═══ Excerpted data ═══

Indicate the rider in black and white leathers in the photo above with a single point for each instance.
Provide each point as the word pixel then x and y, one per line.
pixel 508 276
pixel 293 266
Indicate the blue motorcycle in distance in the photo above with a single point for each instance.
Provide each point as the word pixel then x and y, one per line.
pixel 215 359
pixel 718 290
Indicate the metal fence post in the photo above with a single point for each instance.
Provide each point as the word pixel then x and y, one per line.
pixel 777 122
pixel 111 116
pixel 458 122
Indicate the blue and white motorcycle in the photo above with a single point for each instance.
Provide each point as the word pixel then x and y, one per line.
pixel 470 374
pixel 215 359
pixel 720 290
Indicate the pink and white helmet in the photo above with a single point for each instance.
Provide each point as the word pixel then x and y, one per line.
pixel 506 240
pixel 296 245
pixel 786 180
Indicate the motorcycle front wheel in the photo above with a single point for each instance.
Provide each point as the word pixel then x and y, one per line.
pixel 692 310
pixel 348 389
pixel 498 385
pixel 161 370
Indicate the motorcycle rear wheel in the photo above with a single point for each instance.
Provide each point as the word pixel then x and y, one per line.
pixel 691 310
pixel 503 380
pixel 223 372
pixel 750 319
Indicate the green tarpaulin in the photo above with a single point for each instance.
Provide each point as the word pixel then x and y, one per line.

═══
═══ Excerpted data ═══

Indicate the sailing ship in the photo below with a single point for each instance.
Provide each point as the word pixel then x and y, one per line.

═══

Goal of the exercise:
Format the records from the line with "Indicate the metal" to the line with "pixel 161 370" as a numbered list, including both of those lines and leaving out any blank lines.

Finished task:
1. Indicate the metal fence post in the photo above with a single point for each instance.
2. Provide each point as the word pixel then x and y, one per line.
3. pixel 777 122
4. pixel 111 116
5. pixel 458 122
6. Indicate the blue and white motorcycle in the photo above with a single point for each instance.
7. Provide each point as the word pixel then x and y, one per line.
8. pixel 470 374
9. pixel 215 359
10. pixel 720 290
11. Indicate the pink and white helmet in the photo above with a single point for each instance.
12. Provide each point as the word pixel then x and y, one per line.
13. pixel 506 240
14. pixel 296 245
15. pixel 786 180
16. Indicate the motorcycle front wheel in the photo above with a single point for each instance.
17. Provide each point as the word pixel then x and y, one per line.
18. pixel 692 310
19. pixel 348 389
20. pixel 498 385
21. pixel 161 370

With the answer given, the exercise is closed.